--- Exercise directions ---
Pick out every line in the items below that contains the word "green", and copy each one. Case counts.

____________

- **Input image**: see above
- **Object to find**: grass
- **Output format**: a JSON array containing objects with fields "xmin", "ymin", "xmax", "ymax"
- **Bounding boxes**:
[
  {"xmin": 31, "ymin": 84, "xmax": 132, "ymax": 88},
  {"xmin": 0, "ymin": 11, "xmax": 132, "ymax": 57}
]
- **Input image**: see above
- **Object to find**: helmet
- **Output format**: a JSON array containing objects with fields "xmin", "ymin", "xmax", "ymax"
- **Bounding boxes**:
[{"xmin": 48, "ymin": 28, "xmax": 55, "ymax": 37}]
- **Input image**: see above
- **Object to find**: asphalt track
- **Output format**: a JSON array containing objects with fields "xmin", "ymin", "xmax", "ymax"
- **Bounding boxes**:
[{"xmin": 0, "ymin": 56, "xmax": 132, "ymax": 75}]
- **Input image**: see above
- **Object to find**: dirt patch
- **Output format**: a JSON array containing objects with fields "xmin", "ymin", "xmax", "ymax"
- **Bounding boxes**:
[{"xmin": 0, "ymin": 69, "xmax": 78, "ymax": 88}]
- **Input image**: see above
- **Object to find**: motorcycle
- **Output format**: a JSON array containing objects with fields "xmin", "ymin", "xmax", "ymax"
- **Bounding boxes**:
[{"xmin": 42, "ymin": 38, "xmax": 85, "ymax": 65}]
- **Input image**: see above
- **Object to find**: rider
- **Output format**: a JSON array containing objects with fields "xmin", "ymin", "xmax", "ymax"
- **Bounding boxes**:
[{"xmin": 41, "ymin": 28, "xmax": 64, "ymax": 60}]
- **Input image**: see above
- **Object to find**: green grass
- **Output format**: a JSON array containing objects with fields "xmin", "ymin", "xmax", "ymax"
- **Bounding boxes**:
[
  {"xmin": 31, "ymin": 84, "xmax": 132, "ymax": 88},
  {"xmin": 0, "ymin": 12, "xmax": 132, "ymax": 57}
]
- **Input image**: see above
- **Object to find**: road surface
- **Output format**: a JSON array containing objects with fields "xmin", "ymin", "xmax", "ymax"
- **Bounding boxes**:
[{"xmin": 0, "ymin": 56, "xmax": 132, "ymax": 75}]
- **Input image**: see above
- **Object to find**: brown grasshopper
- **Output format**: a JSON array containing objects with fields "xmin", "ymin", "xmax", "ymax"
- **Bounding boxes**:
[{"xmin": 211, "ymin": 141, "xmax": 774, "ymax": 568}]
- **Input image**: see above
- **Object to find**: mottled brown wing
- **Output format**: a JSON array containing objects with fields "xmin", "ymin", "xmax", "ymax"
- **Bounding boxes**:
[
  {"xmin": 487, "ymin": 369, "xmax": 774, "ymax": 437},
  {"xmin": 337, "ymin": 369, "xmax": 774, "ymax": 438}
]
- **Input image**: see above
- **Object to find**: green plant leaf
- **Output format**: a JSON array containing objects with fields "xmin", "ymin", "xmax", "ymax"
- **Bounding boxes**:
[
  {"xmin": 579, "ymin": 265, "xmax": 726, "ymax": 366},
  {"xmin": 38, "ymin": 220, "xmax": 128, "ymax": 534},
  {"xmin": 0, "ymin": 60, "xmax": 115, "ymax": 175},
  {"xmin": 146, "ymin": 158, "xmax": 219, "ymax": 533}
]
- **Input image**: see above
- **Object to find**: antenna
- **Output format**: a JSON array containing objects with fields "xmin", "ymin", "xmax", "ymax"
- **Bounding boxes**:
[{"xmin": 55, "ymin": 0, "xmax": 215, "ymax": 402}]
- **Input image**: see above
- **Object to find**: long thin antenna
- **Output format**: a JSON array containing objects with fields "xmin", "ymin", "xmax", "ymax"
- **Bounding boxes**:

____________

--- Full output ---
- **Object to find**: green grass
- **Object to find**: green plant leaf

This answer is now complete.